WORK INSTRUCTION – Repeat each line, word for word, from the one containing "Task: locate the paved" through the last line of the entries, and include no other output.

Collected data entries

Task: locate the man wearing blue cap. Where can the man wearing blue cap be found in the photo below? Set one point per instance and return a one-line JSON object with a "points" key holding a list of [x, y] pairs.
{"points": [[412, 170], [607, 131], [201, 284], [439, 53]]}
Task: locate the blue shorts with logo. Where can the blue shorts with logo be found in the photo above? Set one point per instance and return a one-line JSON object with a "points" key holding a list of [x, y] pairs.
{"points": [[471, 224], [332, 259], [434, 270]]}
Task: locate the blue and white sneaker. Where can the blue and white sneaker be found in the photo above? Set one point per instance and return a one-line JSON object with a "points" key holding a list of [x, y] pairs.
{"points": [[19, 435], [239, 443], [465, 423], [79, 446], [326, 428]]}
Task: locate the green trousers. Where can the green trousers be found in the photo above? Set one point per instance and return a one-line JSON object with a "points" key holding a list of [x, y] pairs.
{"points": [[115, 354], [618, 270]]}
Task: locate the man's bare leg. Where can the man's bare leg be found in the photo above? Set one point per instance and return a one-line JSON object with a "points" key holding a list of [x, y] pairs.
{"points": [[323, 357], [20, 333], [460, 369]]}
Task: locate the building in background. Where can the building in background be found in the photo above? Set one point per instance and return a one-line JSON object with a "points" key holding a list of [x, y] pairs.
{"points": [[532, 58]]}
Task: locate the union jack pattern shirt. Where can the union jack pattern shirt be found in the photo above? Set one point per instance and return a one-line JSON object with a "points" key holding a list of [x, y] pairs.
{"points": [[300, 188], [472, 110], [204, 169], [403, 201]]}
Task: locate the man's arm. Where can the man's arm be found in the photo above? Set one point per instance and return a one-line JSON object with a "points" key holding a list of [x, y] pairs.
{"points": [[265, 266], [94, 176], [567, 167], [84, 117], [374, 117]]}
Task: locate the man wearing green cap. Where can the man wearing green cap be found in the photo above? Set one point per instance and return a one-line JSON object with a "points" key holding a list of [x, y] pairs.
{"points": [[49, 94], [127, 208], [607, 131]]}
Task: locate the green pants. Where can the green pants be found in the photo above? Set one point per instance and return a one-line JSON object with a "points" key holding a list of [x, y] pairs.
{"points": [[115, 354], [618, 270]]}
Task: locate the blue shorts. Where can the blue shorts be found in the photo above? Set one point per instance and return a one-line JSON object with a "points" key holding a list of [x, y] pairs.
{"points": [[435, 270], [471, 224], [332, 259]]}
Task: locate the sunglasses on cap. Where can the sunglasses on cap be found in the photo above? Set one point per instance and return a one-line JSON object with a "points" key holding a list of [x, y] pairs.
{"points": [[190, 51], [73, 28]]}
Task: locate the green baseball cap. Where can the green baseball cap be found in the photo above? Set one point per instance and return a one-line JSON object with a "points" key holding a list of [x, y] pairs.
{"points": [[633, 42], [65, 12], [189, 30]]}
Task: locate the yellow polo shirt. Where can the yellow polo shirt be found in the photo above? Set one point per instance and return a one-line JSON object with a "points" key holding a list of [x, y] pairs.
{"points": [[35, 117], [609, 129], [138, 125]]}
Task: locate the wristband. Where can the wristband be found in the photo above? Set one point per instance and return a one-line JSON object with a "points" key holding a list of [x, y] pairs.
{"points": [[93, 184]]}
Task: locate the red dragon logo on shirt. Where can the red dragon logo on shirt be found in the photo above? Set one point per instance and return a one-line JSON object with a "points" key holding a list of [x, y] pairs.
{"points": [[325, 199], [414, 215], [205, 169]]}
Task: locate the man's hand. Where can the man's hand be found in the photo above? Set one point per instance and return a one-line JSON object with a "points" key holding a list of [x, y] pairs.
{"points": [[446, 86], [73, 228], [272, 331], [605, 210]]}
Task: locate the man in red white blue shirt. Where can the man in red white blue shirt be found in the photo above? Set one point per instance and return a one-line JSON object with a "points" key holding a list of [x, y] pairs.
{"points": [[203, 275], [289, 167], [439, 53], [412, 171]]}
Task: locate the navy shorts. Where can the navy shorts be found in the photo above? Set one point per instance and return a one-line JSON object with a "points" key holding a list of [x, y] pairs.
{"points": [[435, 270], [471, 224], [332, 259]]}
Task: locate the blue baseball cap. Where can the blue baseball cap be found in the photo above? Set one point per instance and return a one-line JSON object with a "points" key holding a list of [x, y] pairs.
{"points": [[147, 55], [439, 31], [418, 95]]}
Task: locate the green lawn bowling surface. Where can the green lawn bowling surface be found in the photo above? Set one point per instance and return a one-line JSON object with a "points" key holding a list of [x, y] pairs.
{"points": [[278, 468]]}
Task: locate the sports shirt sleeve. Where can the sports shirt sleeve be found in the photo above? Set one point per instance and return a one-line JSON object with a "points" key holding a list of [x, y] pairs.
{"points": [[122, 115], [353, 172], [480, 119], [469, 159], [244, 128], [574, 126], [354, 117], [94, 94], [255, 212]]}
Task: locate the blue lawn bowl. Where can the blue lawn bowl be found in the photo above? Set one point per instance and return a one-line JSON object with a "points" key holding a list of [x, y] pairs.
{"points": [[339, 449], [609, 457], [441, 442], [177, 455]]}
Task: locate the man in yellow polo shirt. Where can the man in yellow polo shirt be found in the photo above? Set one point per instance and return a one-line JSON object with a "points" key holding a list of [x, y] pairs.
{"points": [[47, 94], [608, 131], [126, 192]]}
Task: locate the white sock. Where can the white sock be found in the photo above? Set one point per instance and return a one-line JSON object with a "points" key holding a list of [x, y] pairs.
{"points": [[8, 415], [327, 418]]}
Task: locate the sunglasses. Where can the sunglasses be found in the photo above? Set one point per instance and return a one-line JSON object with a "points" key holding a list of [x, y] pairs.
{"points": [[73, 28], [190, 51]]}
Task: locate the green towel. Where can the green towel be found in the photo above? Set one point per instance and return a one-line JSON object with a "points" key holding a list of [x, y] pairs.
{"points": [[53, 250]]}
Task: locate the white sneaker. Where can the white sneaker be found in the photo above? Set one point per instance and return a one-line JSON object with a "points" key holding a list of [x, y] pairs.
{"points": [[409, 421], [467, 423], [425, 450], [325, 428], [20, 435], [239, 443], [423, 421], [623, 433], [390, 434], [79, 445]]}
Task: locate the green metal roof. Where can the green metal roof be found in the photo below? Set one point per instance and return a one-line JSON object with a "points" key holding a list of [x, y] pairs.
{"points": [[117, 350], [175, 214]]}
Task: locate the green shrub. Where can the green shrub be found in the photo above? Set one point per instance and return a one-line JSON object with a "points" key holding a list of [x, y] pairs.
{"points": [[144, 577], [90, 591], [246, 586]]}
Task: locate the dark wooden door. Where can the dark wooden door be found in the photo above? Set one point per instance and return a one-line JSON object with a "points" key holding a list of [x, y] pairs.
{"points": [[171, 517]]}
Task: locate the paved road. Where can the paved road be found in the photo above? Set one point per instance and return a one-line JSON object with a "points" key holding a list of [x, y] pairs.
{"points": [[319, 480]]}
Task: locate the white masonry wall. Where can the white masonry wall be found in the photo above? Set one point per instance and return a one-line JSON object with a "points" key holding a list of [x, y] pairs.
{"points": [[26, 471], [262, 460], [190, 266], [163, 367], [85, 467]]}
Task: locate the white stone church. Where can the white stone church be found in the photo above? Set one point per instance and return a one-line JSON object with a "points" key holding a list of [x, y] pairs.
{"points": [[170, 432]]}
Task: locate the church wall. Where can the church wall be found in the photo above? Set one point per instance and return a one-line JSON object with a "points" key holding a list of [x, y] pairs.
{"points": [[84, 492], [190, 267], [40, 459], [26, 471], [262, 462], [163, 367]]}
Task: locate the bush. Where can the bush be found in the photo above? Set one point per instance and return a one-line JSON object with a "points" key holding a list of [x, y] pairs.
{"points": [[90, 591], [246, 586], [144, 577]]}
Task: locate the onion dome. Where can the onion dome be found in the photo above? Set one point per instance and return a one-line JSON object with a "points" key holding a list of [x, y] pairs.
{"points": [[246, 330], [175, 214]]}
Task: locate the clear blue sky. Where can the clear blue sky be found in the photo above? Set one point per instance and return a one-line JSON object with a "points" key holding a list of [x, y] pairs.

TASK ANSWER –
Task: locate the paved road. Where can the paved road be found in the photo above? Set one point per instance and return a one-line JSON object with a "points" key holding a list of [x, y] pairs.
{"points": [[319, 480]]}
Task: locate the white masonry wall. Where can the white masonry wall be found in the photo above? Set one point per instance and return a one-line JSON object with a "points" key holding a list of [x, y] pairs.
{"points": [[26, 471], [262, 460], [190, 266], [163, 367], [85, 467]]}
Task: locate the white stone church. Where can the white stone church be found in the photo above? Set one point per instance and return a one-line JSON object with a "points" key holding a list of [x, y] pairs.
{"points": [[170, 432]]}
Task: locate the church wall. Where can the church wall be found in the photo above? Set one point per instance and return a one-line JSON object with a "points" key holding a list of [x, y] pairs.
{"points": [[84, 492], [190, 267], [40, 459], [26, 471], [262, 462], [163, 367]]}
Task: locate the bush. Where can the bush be found in the photo above? Set one point per instance and return a one-line JSON object with a "points" key holding a list of [x, y] pairs.
{"points": [[90, 591], [246, 586], [144, 577]]}
Task: locate the onion dome. Where can the onion dome be found in the photo above? Set one point per instance and return a one-line JSON object with a "points" key holding a list of [x, y] pairs.
{"points": [[246, 330], [175, 214]]}
Task: locate the clear blue sky. Where can the clear blue sky be found in the photo above? Set one point per instance and return a one-line JSON object with a "points" key holding a list of [x, y] pairs.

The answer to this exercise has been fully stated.